» **PROBLEM REQUIREMENTS**
Print the data exactly, leaving nothing out.

» **THE RECORDS**
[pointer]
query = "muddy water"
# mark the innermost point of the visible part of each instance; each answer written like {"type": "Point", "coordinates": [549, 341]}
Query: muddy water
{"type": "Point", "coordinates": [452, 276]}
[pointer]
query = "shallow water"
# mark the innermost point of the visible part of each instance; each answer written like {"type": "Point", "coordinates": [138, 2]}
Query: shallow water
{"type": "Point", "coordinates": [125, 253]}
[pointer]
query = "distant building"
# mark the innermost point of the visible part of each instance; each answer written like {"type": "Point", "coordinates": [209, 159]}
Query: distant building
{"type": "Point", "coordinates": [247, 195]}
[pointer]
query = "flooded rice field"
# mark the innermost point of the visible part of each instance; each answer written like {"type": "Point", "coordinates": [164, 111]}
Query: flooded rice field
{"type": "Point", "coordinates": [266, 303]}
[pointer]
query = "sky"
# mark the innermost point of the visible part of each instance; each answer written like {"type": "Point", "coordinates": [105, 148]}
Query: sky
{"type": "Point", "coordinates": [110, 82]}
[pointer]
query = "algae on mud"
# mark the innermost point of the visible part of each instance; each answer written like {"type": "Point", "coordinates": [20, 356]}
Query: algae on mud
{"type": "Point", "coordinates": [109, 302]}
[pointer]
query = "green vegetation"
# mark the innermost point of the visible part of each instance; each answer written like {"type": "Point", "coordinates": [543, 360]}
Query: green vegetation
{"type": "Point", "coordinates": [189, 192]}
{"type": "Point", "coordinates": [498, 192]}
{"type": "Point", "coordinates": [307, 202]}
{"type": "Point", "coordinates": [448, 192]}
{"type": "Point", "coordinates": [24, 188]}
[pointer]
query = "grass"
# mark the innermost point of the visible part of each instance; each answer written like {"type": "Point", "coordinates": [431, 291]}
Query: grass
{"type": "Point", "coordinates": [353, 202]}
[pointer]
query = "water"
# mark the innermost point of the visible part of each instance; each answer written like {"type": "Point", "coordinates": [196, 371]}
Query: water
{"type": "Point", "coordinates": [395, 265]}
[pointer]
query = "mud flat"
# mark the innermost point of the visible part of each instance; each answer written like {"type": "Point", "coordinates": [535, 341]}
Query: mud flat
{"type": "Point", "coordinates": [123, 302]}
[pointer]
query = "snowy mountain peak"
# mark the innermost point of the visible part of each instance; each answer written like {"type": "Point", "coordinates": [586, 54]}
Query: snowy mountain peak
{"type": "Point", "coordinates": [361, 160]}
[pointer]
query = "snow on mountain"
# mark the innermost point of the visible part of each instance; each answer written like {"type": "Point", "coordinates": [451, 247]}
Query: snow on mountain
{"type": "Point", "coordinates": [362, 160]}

» **CORRECT ANSWER**
[pointer]
query = "muddy water"
# mark the innermost point of the visible part of each instance; each answer written like {"type": "Point", "coordinates": [549, 341]}
Query: muddy water
{"type": "Point", "coordinates": [452, 276]}
[pointer]
query = "shallow water"
# mark the innermost point of the visible part of each instance; each answer written like {"type": "Point", "coordinates": [138, 2]}
Query: shallow water
{"type": "Point", "coordinates": [125, 253]}
[pointer]
query = "distant building"
# mark the innermost point of the visible part of each instance; each answer written like {"type": "Point", "coordinates": [209, 159]}
Query: distant building
{"type": "Point", "coordinates": [247, 195]}
[pointer]
query = "flooded rice field"
# mark the innermost point of the visible part of each instance; each answer written like {"type": "Point", "coordinates": [164, 111]}
Query: flooded rice field
{"type": "Point", "coordinates": [266, 303]}
[pointer]
query = "sky"
# mark the innermost point of the visible part of each instance; each answer written like {"type": "Point", "coordinates": [105, 148]}
Query: sky
{"type": "Point", "coordinates": [110, 82]}
[pointer]
query = "algae on mud"
# mark the innermost point of the visible part of each instance; each answer written like {"type": "Point", "coordinates": [20, 356]}
Query: algae on mud
{"type": "Point", "coordinates": [109, 302]}
[pointer]
query = "green vegetation"
# mark the innermost point of the visible part of each instance; each answer written like {"type": "Point", "coordinates": [543, 360]}
Query: green vegetation
{"type": "Point", "coordinates": [189, 192]}
{"type": "Point", "coordinates": [498, 192]}
{"type": "Point", "coordinates": [307, 202]}
{"type": "Point", "coordinates": [448, 192]}
{"type": "Point", "coordinates": [24, 188]}
[pointer]
query = "grass"
# mark the innermost point of the visible part of each instance; each answer written like {"type": "Point", "coordinates": [431, 291]}
Query: grass
{"type": "Point", "coordinates": [353, 202]}
[pointer]
query = "water"
# mark the innermost point of the visible part of each instance; each answer written like {"type": "Point", "coordinates": [196, 371]}
Query: water
{"type": "Point", "coordinates": [395, 265]}
[pointer]
query = "mud flat"
# mark the innermost point of the visible part of each instance; each answer written like {"type": "Point", "coordinates": [535, 341]}
Query: mud flat
{"type": "Point", "coordinates": [123, 302]}
[pointer]
query = "snowy mountain peak"
# mark the innermost point of the visible part of each instance; each answer written like {"type": "Point", "coordinates": [586, 54]}
Query: snowy mountain peak
{"type": "Point", "coordinates": [361, 160]}
[pointer]
query = "snow on mountain"
# mark the innermost point of the visible part of each instance; each answer written like {"type": "Point", "coordinates": [451, 247]}
Query: snow on mountain
{"type": "Point", "coordinates": [362, 160]}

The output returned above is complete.